*Written request*. Both the line containing "like [24, 186]." and the last line of the listing are included: write out exactly the lines from one to the other.
* Start *
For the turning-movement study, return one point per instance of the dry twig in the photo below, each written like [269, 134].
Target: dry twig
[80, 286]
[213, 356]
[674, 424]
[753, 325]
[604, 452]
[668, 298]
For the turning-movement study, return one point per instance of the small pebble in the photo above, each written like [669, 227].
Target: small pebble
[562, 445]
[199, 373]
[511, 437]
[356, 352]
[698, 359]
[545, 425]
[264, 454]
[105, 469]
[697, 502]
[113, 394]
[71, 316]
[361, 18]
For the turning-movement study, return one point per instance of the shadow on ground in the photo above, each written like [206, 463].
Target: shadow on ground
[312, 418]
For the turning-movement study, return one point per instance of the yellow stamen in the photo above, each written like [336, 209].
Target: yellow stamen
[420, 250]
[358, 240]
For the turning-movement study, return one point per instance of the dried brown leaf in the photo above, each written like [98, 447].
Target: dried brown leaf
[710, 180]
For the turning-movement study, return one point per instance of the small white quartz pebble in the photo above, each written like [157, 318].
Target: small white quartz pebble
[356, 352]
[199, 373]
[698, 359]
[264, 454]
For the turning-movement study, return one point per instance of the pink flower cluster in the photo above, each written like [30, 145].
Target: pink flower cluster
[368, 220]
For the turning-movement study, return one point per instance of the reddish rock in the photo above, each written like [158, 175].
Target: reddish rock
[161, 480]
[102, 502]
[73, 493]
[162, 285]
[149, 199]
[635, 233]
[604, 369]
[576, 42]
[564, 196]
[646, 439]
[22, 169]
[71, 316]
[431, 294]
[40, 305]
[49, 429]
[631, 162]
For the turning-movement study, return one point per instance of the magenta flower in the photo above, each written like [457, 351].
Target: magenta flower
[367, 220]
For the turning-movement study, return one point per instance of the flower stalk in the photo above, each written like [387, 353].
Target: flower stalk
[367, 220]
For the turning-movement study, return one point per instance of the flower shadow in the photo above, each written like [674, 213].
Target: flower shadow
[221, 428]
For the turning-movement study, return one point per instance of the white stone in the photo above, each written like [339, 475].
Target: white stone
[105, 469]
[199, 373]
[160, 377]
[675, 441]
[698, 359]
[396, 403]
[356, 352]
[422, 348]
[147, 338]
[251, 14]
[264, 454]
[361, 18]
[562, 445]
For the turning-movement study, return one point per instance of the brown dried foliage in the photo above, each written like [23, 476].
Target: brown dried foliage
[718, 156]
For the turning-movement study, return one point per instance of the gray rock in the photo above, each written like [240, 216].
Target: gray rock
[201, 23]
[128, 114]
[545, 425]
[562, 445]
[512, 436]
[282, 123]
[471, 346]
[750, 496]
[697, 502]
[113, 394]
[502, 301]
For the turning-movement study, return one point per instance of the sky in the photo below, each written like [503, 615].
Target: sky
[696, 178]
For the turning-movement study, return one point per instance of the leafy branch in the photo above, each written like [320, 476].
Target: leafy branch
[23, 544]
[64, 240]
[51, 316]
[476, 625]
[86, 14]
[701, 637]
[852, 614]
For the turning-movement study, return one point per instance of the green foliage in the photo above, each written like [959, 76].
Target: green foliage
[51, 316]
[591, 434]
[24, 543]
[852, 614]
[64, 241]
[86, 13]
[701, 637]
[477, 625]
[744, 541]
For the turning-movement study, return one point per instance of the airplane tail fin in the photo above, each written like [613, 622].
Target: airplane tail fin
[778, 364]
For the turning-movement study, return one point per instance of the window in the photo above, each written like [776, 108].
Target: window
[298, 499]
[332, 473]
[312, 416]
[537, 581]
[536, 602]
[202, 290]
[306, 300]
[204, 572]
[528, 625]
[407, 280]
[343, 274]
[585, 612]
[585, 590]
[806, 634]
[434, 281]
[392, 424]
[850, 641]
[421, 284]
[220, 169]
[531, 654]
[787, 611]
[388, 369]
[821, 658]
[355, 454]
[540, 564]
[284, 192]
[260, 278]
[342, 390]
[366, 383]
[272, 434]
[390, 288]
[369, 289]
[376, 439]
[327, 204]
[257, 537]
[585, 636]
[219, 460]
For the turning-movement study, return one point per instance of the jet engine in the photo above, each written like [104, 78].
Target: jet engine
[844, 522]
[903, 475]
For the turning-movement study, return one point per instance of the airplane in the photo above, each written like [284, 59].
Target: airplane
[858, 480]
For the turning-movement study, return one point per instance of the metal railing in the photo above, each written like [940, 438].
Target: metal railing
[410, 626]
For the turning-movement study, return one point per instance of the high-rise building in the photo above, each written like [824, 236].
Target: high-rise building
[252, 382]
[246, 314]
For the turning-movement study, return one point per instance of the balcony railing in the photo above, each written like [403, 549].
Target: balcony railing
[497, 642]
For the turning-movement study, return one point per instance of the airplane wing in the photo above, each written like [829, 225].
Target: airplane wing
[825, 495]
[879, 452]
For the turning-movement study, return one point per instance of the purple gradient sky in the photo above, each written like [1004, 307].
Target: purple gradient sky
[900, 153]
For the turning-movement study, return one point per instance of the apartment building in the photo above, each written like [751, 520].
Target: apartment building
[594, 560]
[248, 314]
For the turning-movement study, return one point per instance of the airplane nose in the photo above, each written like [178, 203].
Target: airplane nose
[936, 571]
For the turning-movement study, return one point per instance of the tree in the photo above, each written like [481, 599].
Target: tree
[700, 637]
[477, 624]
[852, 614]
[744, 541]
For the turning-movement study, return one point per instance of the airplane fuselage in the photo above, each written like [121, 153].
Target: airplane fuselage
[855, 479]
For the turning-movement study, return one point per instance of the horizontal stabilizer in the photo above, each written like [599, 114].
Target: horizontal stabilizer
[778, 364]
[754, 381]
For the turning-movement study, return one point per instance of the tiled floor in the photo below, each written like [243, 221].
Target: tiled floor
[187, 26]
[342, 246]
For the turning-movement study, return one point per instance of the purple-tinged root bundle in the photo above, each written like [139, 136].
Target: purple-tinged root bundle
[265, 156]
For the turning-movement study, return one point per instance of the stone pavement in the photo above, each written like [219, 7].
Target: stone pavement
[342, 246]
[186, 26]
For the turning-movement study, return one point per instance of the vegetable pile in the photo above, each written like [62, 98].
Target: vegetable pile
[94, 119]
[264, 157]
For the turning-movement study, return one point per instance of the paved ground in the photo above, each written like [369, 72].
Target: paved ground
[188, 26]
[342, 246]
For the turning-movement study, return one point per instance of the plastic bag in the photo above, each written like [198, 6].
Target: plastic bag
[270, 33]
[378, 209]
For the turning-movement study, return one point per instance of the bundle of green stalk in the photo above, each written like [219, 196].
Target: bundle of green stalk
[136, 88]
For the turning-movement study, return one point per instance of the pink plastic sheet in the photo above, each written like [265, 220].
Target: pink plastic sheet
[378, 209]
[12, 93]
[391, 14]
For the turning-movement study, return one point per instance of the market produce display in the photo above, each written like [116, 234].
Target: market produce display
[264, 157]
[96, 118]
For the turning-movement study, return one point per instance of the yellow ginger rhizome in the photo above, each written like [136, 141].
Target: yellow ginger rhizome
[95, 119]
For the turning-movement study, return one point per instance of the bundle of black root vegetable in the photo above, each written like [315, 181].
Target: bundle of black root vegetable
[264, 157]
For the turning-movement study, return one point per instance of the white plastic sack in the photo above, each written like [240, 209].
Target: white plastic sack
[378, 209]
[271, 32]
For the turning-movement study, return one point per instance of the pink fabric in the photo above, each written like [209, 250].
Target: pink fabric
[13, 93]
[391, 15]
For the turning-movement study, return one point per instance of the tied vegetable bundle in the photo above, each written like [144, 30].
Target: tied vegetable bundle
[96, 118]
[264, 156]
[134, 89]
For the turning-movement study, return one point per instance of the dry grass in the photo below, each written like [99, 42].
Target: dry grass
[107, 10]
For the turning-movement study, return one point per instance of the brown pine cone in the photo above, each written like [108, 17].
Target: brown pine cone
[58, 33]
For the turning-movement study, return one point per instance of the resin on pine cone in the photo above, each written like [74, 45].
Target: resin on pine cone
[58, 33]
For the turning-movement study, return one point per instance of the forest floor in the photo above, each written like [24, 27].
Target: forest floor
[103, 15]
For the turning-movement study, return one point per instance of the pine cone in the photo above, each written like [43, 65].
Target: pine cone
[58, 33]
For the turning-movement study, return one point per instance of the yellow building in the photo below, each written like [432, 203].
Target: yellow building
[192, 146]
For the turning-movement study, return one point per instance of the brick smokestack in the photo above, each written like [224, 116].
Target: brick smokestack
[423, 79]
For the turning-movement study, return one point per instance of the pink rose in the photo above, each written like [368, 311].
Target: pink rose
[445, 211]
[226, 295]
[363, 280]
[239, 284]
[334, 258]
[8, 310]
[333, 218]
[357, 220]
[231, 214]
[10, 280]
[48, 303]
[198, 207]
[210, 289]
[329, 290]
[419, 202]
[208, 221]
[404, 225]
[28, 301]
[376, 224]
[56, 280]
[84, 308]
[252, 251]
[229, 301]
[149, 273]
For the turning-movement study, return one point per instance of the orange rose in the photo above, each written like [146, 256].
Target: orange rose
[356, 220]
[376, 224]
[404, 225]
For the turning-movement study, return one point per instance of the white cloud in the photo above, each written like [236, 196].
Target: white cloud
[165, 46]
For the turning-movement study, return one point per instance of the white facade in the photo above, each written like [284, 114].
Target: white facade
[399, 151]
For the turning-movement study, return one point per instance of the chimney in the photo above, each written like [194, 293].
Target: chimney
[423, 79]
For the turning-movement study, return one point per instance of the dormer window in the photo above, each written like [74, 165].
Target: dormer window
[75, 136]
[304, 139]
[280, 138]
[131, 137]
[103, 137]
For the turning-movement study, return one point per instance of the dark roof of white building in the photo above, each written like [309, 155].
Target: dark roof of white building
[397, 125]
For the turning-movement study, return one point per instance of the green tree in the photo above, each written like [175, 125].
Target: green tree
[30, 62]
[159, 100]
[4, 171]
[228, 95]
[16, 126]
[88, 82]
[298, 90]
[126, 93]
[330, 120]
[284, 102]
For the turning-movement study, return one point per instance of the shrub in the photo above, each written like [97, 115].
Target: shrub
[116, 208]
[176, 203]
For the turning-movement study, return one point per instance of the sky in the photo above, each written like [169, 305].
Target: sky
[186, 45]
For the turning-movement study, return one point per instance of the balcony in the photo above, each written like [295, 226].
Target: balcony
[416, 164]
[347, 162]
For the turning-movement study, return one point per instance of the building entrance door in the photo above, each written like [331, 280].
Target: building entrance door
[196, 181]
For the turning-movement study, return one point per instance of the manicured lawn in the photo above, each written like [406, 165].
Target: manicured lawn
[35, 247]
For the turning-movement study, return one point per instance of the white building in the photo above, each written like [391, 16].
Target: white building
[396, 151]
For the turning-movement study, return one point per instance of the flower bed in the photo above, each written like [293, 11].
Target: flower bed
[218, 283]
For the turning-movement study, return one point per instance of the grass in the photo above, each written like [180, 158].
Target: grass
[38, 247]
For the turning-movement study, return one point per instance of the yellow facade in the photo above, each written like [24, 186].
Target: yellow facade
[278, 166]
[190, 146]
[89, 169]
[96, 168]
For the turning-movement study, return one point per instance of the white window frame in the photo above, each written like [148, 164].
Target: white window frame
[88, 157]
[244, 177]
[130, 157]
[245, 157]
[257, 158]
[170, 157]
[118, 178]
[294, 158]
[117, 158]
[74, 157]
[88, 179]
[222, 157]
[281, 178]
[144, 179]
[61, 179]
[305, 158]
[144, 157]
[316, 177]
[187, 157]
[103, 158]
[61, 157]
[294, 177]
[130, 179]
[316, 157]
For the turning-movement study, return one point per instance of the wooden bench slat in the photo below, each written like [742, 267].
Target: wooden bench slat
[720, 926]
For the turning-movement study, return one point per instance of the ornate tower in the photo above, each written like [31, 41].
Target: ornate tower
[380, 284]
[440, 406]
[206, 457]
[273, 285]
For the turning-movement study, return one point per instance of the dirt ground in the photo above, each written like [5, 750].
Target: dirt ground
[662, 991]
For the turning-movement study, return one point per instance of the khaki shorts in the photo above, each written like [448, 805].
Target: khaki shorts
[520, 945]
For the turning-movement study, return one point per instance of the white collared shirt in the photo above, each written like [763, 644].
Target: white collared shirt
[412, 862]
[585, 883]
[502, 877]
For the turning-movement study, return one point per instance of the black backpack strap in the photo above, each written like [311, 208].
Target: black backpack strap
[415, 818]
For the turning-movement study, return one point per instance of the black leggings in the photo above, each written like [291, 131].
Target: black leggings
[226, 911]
* End *
*The response*.
For the turning-movement study, return one point per instance of the yellow facade in the photo above, each written like [24, 186].
Target: yellow facade
[278, 166]
[190, 146]
[89, 169]
[96, 168]
For the turning-movement study, return one point per instance of the white window frame in the photo above, each written like [148, 164].
Target: white window frame
[88, 157]
[244, 177]
[130, 157]
[245, 157]
[257, 158]
[170, 157]
[118, 178]
[294, 158]
[117, 158]
[74, 157]
[88, 179]
[222, 157]
[281, 178]
[144, 179]
[61, 179]
[305, 158]
[144, 157]
[316, 177]
[187, 157]
[103, 158]
[61, 157]
[294, 177]
[130, 179]
[316, 157]
For the turning-movement study, return one point per instance of the wooden bench slat in the photo below, each written like [742, 267].
Target: wooden bench slat
[720, 926]
For the turning-movement study, return one point per instance of the ornate tower in the photo above, each written like [31, 41].
Target: ornate tower
[380, 284]
[440, 406]
[206, 457]
[273, 285]
For the turning-movement study, return one point per instance of the dirt ground in the photo above, each written like [5, 750].
Target: dirt ground
[662, 991]
For the turning-movement study, return one point per instance of the khaki shorts in the photo above, each written like [448, 805].
Target: khaki shorts
[520, 945]
For the turning-movement study, return one point per instance of the white collared shirt in the photo above, each written like [763, 644].
Target: white collared shirt
[412, 862]
[585, 883]
[502, 877]
For the turning-movement study, return one point per instance of the black backpack strap in the photo above, each written like [311, 208].
Target: black backpack strap
[415, 818]
For the turning-movement study, return one point per instance of the black leggings in the photo above, each written like [291, 131].
Target: black leggings
[226, 911]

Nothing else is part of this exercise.